§ Work to complete
Rewrite the full listing below as a numbered list, one line per item, skipping blank lines and any line that only marks where an image goes.

○ ○ ○

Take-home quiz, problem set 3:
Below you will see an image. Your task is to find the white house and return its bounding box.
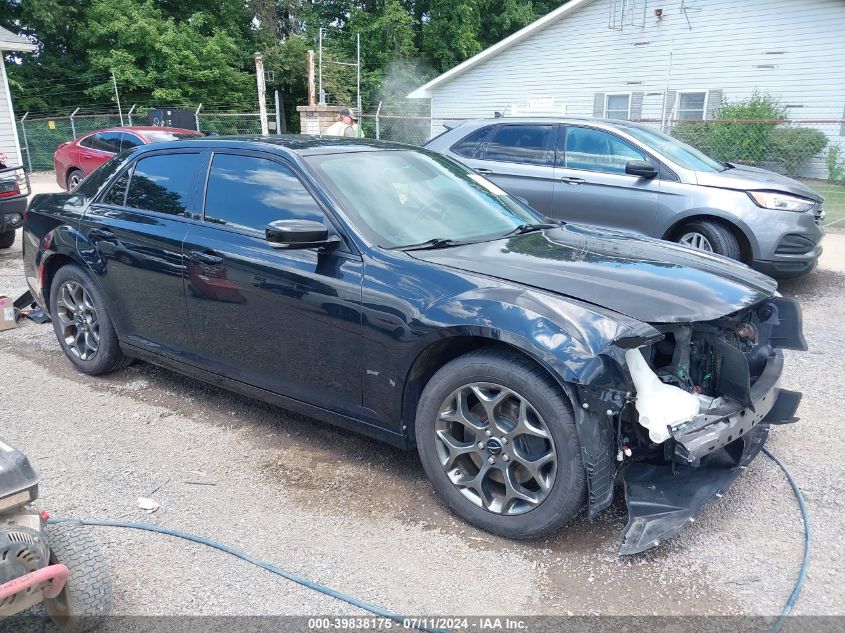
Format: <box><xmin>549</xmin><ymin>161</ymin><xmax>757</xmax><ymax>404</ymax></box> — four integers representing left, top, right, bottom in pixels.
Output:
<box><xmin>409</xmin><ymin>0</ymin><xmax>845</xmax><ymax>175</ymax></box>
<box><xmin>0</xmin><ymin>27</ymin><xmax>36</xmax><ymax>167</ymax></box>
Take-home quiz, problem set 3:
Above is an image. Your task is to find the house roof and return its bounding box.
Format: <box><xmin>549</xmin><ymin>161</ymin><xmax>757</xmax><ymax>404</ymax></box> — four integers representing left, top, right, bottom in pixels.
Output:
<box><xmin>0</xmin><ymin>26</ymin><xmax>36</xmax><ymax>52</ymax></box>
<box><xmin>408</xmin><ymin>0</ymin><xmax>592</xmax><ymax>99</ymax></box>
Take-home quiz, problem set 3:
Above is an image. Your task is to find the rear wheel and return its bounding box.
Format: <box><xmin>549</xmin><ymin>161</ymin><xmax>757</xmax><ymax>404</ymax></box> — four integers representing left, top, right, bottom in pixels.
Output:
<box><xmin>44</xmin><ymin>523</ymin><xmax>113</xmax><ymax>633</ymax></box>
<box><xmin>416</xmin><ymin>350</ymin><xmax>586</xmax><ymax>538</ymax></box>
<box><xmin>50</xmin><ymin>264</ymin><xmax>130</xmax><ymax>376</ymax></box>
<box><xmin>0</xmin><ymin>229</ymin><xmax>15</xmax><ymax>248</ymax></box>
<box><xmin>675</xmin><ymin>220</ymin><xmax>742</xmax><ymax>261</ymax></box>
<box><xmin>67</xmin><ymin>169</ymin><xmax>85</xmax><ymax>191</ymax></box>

○ ○ ○

§ Solution below
1. Take-home quiz, problem set 3:
2. Below you will see an image. Your task is to find the white house and return its bounding box.
3. Format: <box><xmin>549</xmin><ymin>161</ymin><xmax>757</xmax><ymax>404</ymax></box> — four integers representing left, top, right, bottom in pixels.
4. Output:
5. <box><xmin>409</xmin><ymin>0</ymin><xmax>845</xmax><ymax>175</ymax></box>
6. <box><xmin>0</xmin><ymin>27</ymin><xmax>36</xmax><ymax>167</ymax></box>
7. Take-home quiz, problem set 3:
8. Above is an image. Your task is to find the house roof and return its bounding box.
9. Format: <box><xmin>549</xmin><ymin>161</ymin><xmax>757</xmax><ymax>404</ymax></box> — four integers representing left, top, right, bottom in pixels.
10. Output:
11. <box><xmin>0</xmin><ymin>26</ymin><xmax>36</xmax><ymax>52</ymax></box>
12. <box><xmin>408</xmin><ymin>0</ymin><xmax>592</xmax><ymax>99</ymax></box>
13. Take-home quiz, problem set 3:
14. Above is an image. Your task is to find the rear wheel and return its bounding box.
15. Format: <box><xmin>549</xmin><ymin>161</ymin><xmax>757</xmax><ymax>404</ymax></box> — four integers representing left, top, right, bottom in pixels.
16. Output:
17. <box><xmin>44</xmin><ymin>523</ymin><xmax>113</xmax><ymax>633</ymax></box>
18. <box><xmin>416</xmin><ymin>350</ymin><xmax>586</xmax><ymax>538</ymax></box>
19. <box><xmin>50</xmin><ymin>264</ymin><xmax>130</xmax><ymax>376</ymax></box>
20. <box><xmin>0</xmin><ymin>229</ymin><xmax>15</xmax><ymax>248</ymax></box>
21. <box><xmin>675</xmin><ymin>220</ymin><xmax>742</xmax><ymax>261</ymax></box>
22. <box><xmin>67</xmin><ymin>169</ymin><xmax>85</xmax><ymax>191</ymax></box>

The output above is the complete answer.